* _Action item_: Transcribe every record that appears below, exactly and in full.
————————
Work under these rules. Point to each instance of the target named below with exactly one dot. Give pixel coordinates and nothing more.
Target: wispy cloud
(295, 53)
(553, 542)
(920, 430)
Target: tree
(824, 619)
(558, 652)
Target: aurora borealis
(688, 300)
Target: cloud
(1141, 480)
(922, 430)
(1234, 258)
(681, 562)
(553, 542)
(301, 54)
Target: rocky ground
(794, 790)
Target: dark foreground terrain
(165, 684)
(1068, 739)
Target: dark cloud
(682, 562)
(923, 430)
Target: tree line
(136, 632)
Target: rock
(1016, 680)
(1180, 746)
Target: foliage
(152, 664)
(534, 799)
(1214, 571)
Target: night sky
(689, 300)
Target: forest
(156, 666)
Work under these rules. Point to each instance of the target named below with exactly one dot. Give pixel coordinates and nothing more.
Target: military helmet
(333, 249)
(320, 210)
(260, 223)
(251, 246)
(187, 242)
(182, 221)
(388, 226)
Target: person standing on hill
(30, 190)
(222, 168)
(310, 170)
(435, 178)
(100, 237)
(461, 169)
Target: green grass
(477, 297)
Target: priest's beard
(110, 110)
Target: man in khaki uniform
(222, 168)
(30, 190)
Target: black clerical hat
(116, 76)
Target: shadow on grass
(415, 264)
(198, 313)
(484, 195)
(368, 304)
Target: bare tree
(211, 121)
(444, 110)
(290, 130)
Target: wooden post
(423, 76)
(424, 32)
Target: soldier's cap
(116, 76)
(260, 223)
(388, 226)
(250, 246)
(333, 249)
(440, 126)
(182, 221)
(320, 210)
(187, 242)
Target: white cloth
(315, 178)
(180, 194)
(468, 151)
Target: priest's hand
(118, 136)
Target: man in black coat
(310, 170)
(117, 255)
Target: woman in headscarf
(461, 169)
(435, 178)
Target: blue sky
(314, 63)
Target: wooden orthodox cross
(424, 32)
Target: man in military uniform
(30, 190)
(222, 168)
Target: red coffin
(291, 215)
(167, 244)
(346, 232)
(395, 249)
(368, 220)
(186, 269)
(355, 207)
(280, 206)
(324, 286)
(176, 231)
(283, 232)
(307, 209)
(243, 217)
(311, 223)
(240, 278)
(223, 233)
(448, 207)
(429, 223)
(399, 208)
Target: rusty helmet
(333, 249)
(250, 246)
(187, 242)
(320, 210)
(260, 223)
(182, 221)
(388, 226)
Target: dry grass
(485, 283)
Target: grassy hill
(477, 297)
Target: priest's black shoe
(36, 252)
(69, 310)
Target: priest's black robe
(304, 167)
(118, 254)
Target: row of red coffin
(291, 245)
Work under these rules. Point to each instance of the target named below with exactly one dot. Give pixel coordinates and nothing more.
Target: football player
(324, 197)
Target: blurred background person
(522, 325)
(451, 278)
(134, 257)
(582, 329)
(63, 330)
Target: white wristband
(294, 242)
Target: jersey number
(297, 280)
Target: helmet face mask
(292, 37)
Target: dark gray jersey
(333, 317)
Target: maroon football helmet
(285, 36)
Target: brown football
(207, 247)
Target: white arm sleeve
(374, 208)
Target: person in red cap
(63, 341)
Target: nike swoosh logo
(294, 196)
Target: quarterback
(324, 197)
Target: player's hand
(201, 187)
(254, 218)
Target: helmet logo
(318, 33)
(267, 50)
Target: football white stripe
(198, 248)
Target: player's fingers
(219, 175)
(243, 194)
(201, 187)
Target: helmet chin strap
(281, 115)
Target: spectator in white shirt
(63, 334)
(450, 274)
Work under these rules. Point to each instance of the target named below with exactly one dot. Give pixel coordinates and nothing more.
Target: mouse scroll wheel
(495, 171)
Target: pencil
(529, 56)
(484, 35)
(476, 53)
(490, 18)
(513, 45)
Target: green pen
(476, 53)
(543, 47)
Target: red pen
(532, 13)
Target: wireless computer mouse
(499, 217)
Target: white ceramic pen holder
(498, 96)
————————
* _Task output_:
Work under these rules. Point to each instance of the target named below with exactly one dot. Give pixel coordinates and nothing more.
Target: wispy cloud
(295, 53)
(553, 542)
(920, 430)
Target: tree
(824, 619)
(558, 652)
Target: aurora borealis
(688, 300)
Target: cloud
(1141, 480)
(922, 430)
(1234, 258)
(681, 562)
(553, 542)
(301, 54)
Target: rocky ground
(794, 790)
Target: dark foreground terrain
(165, 684)
(1068, 739)
Target: dark cloud
(682, 562)
(923, 430)
Target: tree line
(136, 632)
Target: rock
(1016, 680)
(1180, 746)
Target: foliage
(152, 664)
(534, 799)
(1214, 571)
Target: night sky
(689, 300)
Target: forest
(156, 666)
Work under these rules. Point to each instance of the target named below with exactly one dot. Give pixel coordinates and nothing more.
Target: military helmet
(333, 249)
(320, 210)
(260, 223)
(251, 246)
(187, 242)
(182, 221)
(388, 226)
Target: person standing on hill
(30, 190)
(222, 168)
(310, 170)
(435, 178)
(100, 237)
(461, 169)
Target: green grass
(477, 297)
Target: priest's beard
(110, 110)
Target: man in khaki uniform
(222, 168)
(30, 190)
Target: black clerical hat
(116, 76)
Target: shadow on grass
(415, 264)
(198, 313)
(484, 195)
(368, 304)
Target: bare tree
(211, 121)
(444, 110)
(290, 130)
Target: wooden post
(423, 76)
(424, 32)
Target: soldier's cap
(116, 76)
(260, 223)
(388, 226)
(250, 246)
(333, 249)
(440, 126)
(182, 221)
(320, 210)
(187, 242)
Target: white cloth
(315, 178)
(180, 194)
(468, 151)
Target: priest's hand
(118, 136)
Target: man in black coat
(310, 170)
(117, 255)
Target: woman in headscarf
(461, 169)
(435, 178)
Target: blue sky
(314, 63)
Target: wooden orthodox cross
(424, 32)
Target: man in military uniform
(30, 190)
(222, 168)
Target: red coffin
(291, 215)
(167, 244)
(346, 232)
(395, 249)
(368, 220)
(186, 269)
(355, 207)
(280, 206)
(324, 286)
(176, 231)
(283, 232)
(307, 209)
(243, 217)
(311, 223)
(240, 278)
(223, 233)
(448, 207)
(429, 223)
(399, 208)
Target: rusty helmet
(333, 249)
(250, 246)
(187, 242)
(320, 210)
(260, 223)
(182, 221)
(388, 226)
Target: dry grass
(485, 283)
Target: grassy hill
(477, 297)
Target: priest's black shoe
(36, 252)
(69, 310)
Target: priest's black robe
(304, 167)
(118, 254)
Target: row of red coffin
(291, 245)
Work under these rules. Point to each instance of the target named below with exactly one dot. Give pixel coordinates and nothing more.
Target: football player
(324, 197)
Target: blurred background person
(522, 325)
(451, 278)
(134, 257)
(582, 329)
(63, 330)
Target: white wristband
(294, 242)
Target: jersey number
(297, 280)
Target: helmet face mask
(292, 37)
Target: dark gray jersey
(333, 317)
Target: maroon football helmet
(285, 36)
Target: brown football
(207, 247)
Target: white arm sleeve
(374, 208)
Target: person in red cap
(63, 341)
Target: nike swoosh logo
(294, 196)
Target: quarterback
(324, 197)
Target: player's hand
(201, 187)
(254, 218)
Target: helmet logo
(318, 33)
(267, 50)
Target: football white stripe
(198, 248)
Target: player's fingers
(219, 175)
(243, 194)
(201, 187)
Target: helmet chin strap
(281, 115)
Target: spectator in white shirt
(63, 334)
(450, 274)
Work under these rules. Point to each instance of the target named below with exactly one dot. Give pixel coordinates and nothing more.
Target: mouse scroll wheel
(495, 171)
Target: pencil
(529, 56)
(484, 35)
(476, 53)
(490, 18)
(513, 45)
Target: green pen
(476, 53)
(543, 47)
Target: red pen
(532, 13)
Target: wireless computer mouse
(499, 217)
Target: white ceramic pen holder
(498, 96)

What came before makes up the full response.